### AIM OF THE EXERCISE
Find the lines of the data below that include "black". Report their number only.

### PROVIDED RECORDS
<<<<

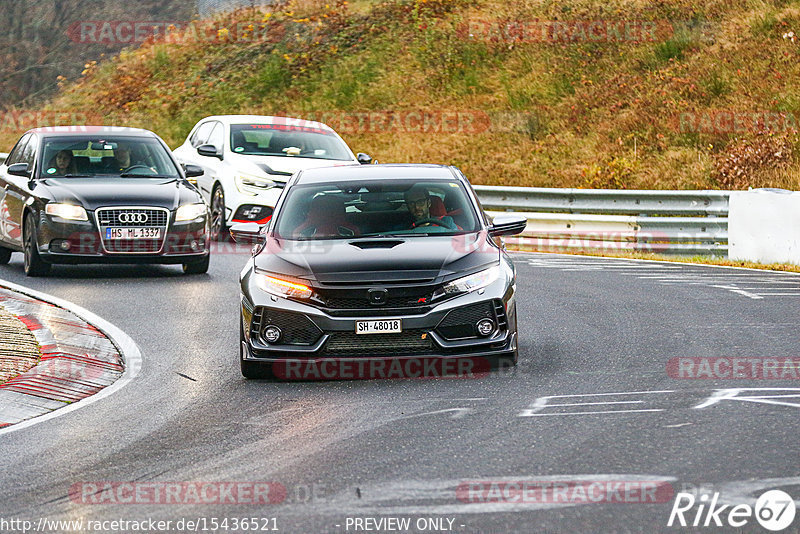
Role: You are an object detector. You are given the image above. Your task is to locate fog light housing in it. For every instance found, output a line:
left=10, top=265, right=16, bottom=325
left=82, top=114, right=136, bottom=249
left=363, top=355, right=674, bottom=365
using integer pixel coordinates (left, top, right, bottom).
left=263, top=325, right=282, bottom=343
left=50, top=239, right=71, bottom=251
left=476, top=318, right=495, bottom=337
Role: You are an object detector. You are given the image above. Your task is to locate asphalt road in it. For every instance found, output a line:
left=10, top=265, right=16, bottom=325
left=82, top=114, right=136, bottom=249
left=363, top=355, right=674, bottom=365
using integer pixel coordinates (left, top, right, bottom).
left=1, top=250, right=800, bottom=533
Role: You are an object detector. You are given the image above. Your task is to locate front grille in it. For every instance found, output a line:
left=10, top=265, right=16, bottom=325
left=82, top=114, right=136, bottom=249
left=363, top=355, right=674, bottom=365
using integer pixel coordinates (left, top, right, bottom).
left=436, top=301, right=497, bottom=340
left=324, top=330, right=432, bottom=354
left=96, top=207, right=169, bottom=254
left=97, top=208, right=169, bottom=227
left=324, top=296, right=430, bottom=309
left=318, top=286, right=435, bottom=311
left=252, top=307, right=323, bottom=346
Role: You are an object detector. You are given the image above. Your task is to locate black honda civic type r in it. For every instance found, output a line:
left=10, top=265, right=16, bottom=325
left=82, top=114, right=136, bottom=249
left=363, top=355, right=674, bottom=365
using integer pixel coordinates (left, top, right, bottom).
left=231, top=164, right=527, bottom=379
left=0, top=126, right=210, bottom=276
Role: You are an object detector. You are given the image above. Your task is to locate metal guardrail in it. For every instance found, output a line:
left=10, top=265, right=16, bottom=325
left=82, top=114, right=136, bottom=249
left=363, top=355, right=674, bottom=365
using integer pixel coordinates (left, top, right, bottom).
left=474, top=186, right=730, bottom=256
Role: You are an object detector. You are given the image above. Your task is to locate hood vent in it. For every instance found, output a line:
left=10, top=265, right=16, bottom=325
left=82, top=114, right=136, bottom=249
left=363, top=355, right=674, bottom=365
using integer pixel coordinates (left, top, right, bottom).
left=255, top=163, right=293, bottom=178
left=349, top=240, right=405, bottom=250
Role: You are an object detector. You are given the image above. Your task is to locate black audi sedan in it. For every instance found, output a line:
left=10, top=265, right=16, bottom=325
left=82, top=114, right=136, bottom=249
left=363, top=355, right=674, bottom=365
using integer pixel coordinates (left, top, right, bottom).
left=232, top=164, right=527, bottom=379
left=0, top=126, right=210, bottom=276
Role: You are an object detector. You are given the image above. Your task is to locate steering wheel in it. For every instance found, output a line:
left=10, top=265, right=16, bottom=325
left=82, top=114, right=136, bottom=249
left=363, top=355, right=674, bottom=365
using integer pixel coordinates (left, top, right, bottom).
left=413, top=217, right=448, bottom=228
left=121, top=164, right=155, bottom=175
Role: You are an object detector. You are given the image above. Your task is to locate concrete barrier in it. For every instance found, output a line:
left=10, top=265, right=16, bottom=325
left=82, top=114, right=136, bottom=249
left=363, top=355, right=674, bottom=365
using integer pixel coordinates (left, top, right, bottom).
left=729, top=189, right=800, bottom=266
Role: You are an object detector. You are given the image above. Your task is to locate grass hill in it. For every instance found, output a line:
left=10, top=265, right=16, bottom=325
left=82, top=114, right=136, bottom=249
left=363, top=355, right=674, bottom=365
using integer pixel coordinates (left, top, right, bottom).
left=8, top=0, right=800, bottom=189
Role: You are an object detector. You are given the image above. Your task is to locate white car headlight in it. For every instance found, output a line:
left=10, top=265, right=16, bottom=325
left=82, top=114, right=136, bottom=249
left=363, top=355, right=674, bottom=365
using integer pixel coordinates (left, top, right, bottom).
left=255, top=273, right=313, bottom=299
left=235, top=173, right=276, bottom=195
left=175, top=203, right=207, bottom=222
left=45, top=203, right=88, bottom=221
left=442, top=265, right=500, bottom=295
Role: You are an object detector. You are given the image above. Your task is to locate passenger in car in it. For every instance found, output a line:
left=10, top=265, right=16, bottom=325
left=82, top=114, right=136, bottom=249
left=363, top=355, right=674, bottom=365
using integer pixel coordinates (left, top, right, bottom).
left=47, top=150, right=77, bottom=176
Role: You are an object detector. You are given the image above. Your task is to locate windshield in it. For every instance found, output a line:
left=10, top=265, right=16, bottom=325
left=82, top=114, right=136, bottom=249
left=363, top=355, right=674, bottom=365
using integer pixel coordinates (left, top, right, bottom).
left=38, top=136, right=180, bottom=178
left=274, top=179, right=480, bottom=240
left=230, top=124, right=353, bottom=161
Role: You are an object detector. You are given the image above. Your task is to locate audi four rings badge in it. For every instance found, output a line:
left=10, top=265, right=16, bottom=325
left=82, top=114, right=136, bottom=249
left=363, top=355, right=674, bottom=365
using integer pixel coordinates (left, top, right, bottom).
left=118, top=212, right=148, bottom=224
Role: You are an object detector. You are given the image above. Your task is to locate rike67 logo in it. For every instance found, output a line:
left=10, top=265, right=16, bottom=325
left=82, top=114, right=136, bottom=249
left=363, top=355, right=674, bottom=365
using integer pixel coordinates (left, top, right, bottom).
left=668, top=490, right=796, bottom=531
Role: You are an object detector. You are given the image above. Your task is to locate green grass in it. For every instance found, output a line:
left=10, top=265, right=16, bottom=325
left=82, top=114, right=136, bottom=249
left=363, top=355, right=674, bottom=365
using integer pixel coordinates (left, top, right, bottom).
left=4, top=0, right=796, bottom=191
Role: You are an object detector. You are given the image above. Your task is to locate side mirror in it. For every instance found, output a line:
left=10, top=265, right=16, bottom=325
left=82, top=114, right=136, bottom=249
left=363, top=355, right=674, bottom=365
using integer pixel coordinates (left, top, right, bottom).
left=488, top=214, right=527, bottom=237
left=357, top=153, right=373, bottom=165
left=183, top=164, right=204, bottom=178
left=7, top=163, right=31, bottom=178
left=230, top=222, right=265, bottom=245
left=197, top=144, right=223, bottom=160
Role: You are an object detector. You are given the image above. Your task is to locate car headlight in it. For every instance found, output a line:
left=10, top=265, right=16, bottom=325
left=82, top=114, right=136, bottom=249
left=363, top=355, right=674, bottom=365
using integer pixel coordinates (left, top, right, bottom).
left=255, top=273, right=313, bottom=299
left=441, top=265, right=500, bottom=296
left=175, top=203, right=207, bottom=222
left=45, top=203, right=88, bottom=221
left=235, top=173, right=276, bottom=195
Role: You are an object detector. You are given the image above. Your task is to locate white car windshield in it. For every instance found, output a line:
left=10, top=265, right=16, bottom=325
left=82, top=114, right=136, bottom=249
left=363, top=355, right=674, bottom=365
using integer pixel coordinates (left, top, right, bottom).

>>>>

### YOUR SOLUTION
2